REQUIRED WORK:
1 - Decide whether each statement below agrees with the Kubernetes troubleshooting post: (a) the example Pod restarted because of OOMKilled; (b) Airwallex runs its Pods on fewer than a hundred K8s clusters; (c) in Method #1, a rising RESTARTS value indicates that the Pod restarted. For each, answer yes or no and quote the words from the post that settle it.
2 - Reproduce the passage of the Kubernetes troubleshooting post starting with "6. Check Node" and going on through "the related information.".

Automated Troubleshooting of Kubernetes (K8s) Pods Issues

Photo by Carles Rabada on Unsplash

In this blog post, I will show you how we automate the troubleshooting process of K8s Pod restart issues. By writing and deploying a K8s custom controller, we automatically collect and send K8s Pod Restart Reasons, Logs, and Events to a Slack channel, which made the process much easier than before.

Overview of the Data Collected

First, let’s take a look at two Slack screenshots of the example messages.

Brief Alert Message

A brief alert message with Show more

Detailed Alert Message

As shown below, by clicking Show more, we can see the Reason, Pod Status, Pod Events, Node Status and Events, and Pod Logs Before Restart.

A detailed alert message with Show less

In the Pod Status section, it displays the Restart Count, State, Last State, Reason and container Limits and Requests settings.

According to the above message, the Pod restarted due to OOMKilled. Additionally, we can view the Pod logs before the restart and see that the Memory Limit is set to 1Gi.

It’s very clear, efficient, and time-saving, isn’t it?

Why We Build This?

At Airwallex, we have thousands of Pods running on more than a hundred K8s clusters. In K8s, Pods are considered to be relatively ephemeral (rather than durable) resources. Pod restart events occur pretty often in clusters of this size.

Manually troubleshooting K8s Pod issues each time is a time-consuming and inefficient job. Engineers used to repeat it again and again.

“Why can’t we automate the whole process?” One of our DevOps engineers asked in an alert review meeting. “Why not?” Another 2 DevOps engineers showed their interest immediately and began to research.

The next two sections show the detailed steps and how to automate them.

Troubleshoot Pod Issues

In the past, when a Pod restarted, we had to run the following commands to analyze the contexts manually.

1. Check Pod RESTARTS, READY and STATUS

$ kubectl get pod demoservice-56d5f9f7ff-slr7d
NAME READY STATUS RESTARTS AGE
demoservice-56d5f9f7ff-slr7d 1/2 Running 2 164h13m57s

2. Check Pod Restart Reason, Last State, and resource settings. The resource Limits and Requests should be paid special attention to when troubleshooting OOMKilled issues.

$ kubectl describe pod demoservice-56d5f9f7ff-slr7d
...
Ready: false
Restart Count: 2
State:
Running
Started:
Wed, 10 Aug 2022 02:34:48 +0000
Last State:
Terminated
Reason: OOMKilled
Exit Code:
137
Started:
Mon, 08 Aug 2022 07:28:33 +0000
Finished:
Wed, 10 Aug 2022 02:34:46 +0000
Limits:
cpu:
1
memory:
1Gi
Requests:
cpu:
20m
memory:
500Mi
...

3. Check Pod Events via kubectl get events | grep <podName>

4. Check Pod logs before restart via kubectl logs --previous <podName>

5. Check Node status via kubectl get node <nodeName>

6. Check Node Events via kubectl get events | grep <nodeName>

Automate It

Here are 2 methods to automate the troubleshooting steps mentioned above.

Method #1: Writing a Collector with Bash Script and Kubectl

This is a very simple method. We can make the kubectl get pod -Acommand run periodically and compare the RESTARTS count. If the RESTARTS value rises, it indicates that the Pod restarted. The above kubectl commands are then run in sequence to collect the related information.

Collected data:

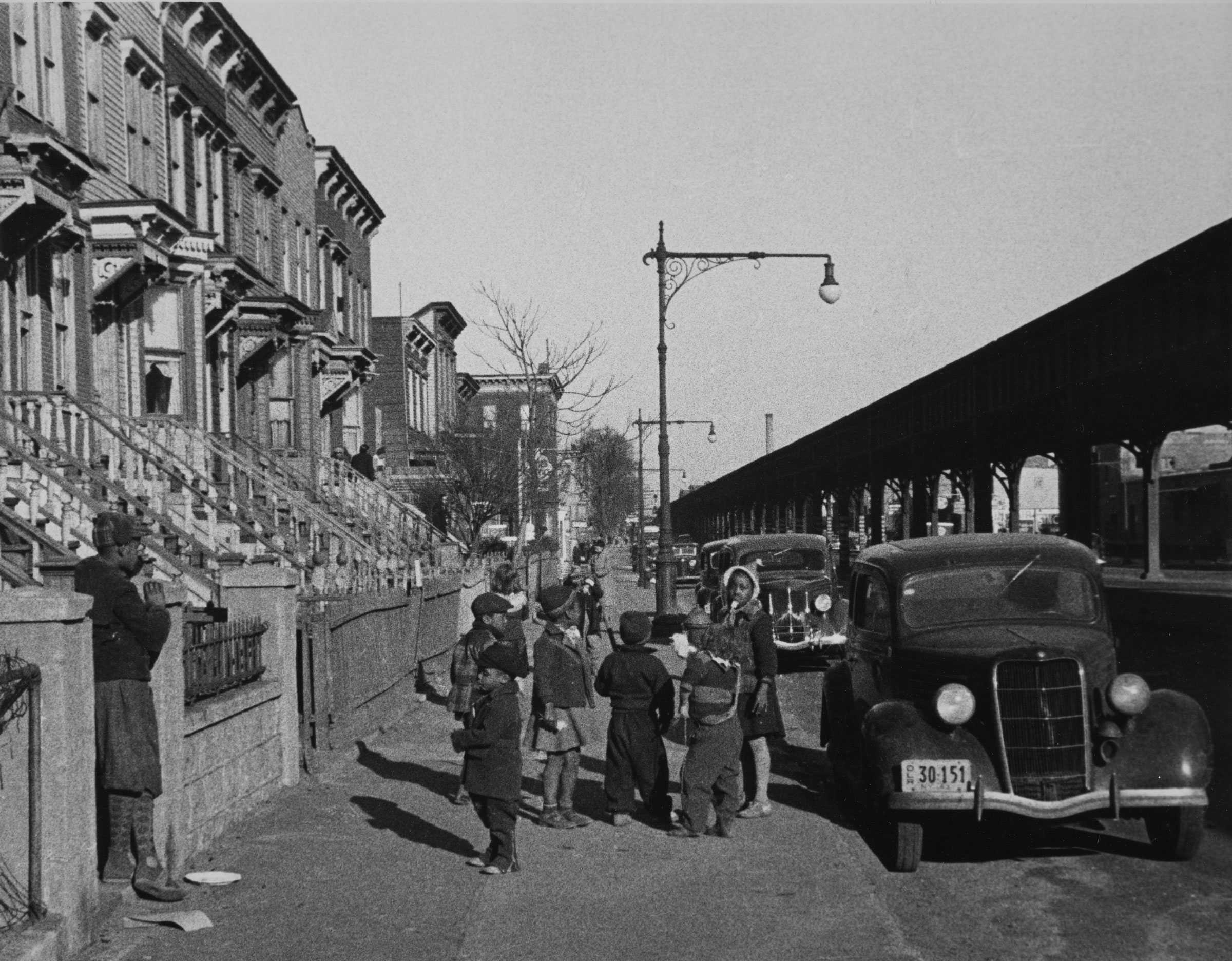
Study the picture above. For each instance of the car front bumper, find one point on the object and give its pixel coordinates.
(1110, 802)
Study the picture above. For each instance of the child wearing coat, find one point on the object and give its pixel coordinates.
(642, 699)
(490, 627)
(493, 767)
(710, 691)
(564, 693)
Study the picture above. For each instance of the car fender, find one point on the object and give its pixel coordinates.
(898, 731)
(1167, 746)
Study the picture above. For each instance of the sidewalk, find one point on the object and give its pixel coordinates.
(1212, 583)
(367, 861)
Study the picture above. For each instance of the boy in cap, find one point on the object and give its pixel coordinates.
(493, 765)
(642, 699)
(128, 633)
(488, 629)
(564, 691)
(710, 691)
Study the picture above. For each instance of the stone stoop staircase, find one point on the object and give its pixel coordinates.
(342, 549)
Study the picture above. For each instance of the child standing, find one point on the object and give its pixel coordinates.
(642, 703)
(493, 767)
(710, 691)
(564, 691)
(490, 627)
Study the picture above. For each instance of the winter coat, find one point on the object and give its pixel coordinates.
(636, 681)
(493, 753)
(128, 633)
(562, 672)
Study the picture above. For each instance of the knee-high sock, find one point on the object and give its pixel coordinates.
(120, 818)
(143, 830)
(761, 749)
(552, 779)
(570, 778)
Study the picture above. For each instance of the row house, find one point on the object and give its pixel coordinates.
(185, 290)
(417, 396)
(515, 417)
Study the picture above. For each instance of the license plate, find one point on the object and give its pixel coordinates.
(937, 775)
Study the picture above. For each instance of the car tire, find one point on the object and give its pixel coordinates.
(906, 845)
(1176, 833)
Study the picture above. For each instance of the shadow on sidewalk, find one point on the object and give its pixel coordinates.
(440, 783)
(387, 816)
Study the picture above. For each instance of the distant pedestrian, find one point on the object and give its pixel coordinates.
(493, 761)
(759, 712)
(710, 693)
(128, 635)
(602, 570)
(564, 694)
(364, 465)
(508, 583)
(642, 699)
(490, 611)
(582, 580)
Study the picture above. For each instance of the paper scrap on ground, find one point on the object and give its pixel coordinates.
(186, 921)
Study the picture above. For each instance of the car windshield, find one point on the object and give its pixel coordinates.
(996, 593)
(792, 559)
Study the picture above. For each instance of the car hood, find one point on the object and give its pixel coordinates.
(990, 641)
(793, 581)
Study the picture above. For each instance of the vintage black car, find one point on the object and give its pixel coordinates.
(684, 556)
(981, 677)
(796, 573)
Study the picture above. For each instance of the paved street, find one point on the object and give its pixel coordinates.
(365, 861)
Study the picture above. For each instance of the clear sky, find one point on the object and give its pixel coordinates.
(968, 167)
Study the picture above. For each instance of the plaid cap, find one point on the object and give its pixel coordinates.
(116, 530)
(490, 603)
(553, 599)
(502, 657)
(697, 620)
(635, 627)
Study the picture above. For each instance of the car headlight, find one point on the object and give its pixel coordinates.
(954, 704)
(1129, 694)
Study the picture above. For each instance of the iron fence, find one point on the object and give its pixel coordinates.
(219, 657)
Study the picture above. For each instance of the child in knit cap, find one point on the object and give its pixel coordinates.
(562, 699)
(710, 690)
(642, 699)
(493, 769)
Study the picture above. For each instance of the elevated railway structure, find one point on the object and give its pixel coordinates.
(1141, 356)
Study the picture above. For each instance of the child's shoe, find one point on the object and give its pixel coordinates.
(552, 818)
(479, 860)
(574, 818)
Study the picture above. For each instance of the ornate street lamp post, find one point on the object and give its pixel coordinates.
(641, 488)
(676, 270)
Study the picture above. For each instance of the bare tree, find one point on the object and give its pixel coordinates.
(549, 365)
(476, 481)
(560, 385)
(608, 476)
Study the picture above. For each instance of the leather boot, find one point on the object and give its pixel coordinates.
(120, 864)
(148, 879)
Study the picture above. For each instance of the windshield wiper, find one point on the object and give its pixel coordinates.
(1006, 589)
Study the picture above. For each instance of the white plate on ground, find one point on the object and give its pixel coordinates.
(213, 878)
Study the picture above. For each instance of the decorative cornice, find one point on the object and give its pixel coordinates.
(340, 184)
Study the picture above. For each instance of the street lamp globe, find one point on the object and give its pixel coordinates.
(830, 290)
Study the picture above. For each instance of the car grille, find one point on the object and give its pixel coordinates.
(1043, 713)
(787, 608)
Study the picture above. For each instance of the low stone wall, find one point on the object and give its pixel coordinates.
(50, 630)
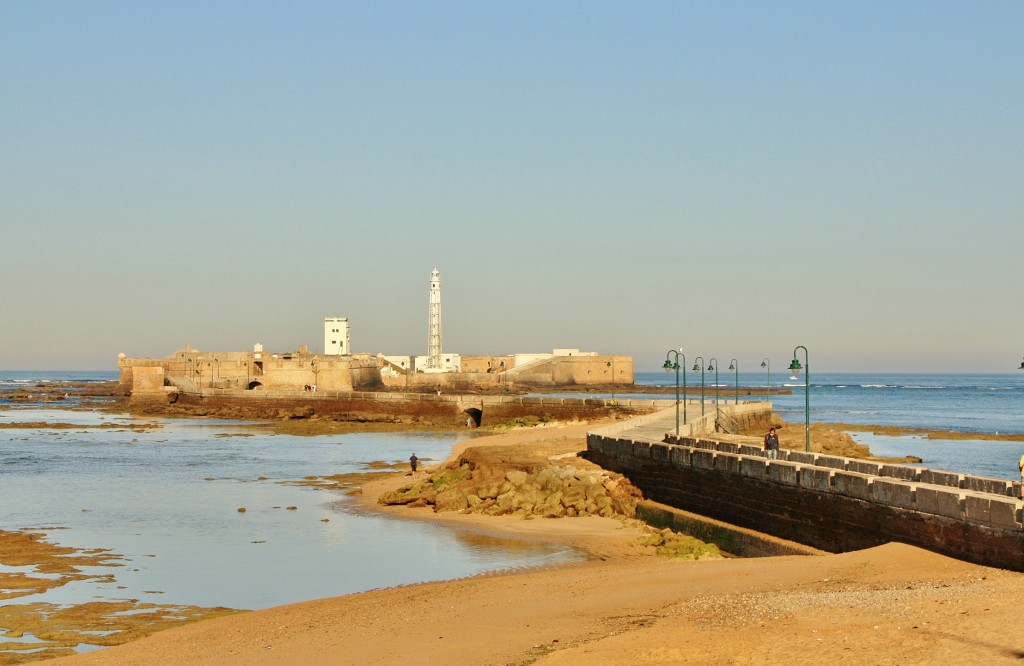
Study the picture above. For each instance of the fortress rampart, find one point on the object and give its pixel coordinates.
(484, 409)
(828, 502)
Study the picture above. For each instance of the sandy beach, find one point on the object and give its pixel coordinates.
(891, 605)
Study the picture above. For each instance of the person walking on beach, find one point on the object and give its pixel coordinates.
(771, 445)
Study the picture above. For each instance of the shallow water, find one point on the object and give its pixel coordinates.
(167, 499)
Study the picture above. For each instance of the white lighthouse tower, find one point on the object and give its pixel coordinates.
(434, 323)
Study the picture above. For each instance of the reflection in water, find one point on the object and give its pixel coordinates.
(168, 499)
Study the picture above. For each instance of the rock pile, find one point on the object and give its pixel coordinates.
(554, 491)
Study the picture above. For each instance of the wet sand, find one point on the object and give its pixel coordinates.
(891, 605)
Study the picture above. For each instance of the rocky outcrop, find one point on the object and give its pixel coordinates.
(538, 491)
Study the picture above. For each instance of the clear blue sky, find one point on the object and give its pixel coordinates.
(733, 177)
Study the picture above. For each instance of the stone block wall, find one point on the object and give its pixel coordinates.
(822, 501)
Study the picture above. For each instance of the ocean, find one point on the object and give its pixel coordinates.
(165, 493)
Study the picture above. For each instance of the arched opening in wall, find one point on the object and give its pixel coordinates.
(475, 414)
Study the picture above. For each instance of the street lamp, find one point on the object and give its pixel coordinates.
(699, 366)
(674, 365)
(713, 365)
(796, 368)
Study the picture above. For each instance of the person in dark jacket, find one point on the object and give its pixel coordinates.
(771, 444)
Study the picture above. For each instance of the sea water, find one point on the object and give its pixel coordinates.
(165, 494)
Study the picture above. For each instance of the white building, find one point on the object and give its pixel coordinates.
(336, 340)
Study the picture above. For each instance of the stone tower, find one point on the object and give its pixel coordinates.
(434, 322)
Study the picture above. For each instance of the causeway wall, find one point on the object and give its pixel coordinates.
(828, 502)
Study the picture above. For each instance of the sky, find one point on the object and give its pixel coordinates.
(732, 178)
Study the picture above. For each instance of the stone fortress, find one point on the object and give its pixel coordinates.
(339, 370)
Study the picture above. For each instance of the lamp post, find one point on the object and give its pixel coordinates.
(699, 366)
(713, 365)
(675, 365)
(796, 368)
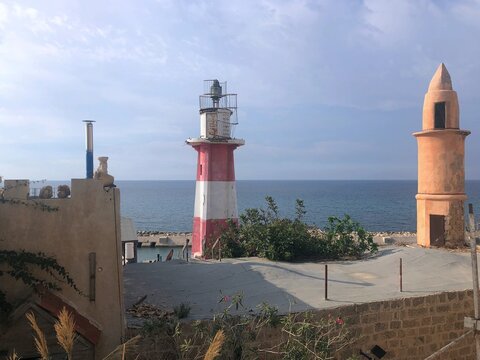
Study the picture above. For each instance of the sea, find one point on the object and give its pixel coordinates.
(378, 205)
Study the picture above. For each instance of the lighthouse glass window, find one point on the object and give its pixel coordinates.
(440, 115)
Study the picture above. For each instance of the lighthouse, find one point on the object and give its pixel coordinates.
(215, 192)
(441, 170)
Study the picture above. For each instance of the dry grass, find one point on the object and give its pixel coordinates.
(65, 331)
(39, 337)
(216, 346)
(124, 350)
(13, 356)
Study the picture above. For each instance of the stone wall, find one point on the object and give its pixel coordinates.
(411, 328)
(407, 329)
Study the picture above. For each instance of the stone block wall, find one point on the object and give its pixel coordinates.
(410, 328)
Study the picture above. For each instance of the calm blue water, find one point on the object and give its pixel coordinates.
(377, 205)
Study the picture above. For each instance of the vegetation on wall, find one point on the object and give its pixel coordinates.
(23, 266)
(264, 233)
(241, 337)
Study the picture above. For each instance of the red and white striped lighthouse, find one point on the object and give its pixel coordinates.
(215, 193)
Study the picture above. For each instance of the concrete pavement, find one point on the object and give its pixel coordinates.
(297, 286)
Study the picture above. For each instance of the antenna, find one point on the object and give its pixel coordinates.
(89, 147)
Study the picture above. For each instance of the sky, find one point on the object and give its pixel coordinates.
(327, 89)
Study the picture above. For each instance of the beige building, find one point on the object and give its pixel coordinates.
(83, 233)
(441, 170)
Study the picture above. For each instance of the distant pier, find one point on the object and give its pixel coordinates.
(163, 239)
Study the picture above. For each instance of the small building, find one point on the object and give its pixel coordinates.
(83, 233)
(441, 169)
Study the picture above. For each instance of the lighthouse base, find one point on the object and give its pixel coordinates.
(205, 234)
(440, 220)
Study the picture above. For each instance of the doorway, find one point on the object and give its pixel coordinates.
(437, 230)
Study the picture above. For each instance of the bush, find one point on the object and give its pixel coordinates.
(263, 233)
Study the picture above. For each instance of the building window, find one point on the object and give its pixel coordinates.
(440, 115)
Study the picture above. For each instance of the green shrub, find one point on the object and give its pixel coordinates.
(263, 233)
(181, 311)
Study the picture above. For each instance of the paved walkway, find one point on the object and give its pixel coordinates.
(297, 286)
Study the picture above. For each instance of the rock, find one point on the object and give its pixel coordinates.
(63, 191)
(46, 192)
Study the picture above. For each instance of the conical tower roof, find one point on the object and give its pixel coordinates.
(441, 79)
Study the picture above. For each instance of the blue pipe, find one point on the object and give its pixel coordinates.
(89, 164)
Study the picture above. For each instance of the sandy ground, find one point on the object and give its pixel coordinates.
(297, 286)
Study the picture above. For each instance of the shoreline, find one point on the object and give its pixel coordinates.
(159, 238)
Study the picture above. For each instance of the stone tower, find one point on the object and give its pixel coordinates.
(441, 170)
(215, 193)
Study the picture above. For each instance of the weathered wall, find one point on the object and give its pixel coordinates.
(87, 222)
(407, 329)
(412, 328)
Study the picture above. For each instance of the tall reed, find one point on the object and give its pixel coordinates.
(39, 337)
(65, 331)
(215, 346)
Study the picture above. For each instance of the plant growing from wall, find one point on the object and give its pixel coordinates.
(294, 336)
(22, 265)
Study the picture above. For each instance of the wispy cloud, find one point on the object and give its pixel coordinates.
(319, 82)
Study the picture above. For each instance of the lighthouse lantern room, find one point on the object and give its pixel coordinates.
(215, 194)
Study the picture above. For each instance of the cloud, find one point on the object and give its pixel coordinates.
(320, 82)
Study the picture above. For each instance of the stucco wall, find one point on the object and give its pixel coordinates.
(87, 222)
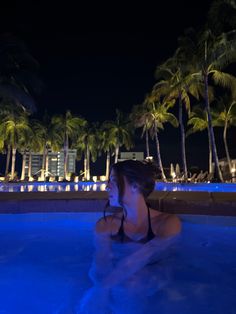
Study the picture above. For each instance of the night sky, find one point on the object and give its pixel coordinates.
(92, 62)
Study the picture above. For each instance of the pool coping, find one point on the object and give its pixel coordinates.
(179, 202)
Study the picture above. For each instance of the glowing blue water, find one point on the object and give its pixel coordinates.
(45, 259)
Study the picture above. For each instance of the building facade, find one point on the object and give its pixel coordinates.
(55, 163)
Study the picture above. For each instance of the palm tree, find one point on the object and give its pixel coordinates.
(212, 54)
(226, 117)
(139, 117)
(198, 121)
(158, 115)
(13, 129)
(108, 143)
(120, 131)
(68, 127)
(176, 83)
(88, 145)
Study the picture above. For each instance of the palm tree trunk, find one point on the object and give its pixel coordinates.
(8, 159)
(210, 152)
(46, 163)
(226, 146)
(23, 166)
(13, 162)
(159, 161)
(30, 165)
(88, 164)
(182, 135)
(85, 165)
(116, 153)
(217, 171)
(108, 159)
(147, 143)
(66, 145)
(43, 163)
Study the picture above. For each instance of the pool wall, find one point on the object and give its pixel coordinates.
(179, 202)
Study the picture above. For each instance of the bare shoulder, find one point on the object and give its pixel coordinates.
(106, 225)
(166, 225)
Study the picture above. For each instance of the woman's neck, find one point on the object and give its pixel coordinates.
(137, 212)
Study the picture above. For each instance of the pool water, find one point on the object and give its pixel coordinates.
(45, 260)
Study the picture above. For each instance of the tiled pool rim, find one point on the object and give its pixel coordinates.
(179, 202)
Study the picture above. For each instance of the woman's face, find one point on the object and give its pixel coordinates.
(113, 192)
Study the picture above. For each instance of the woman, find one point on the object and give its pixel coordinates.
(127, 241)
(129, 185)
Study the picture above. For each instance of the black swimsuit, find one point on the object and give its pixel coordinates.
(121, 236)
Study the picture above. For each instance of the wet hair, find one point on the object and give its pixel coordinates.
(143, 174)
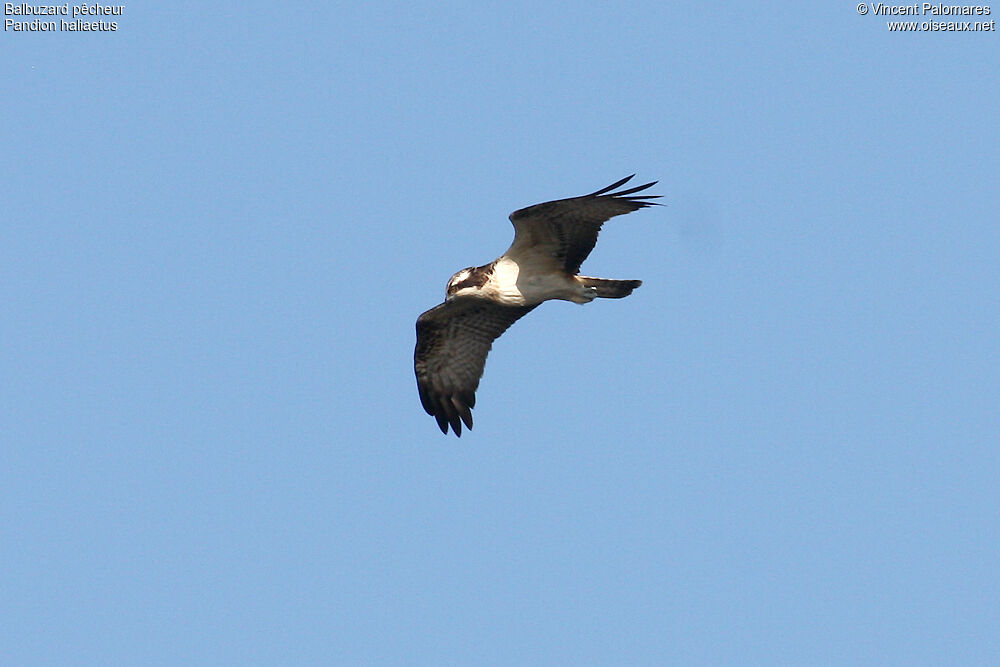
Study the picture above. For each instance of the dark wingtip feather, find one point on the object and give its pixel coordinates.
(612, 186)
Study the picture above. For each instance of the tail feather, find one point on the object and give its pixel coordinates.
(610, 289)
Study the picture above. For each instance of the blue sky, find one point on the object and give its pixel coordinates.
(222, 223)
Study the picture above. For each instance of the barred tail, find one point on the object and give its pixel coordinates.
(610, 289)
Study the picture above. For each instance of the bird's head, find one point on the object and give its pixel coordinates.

OUTPUTS IN ORDER:
1 -
(a) Yes: "the Pod restarted due to OOMKilled."
(b) No: "we have thousands of Pods running on more than a hundred K8s clusters."
(c) Yes: "If the RESTARTS value rises, it indicates that the Pod restarted."

2 -
6. Check Node Events via kubectl get events | grep <nodeName>

Automate It

Here are 2 methods to automate the troubleshooting steps mentioned above.

Method #1: Writing a Collector with Bash Script and Kubectl

This is a very simple method. We can make the kubectl get pod -Acommand run periodically and compare the RESTARTS count. If the RESTARTS value rises, it indicates that the Pod restarted. The above kubectl commands are then run in sequence to collect the related information.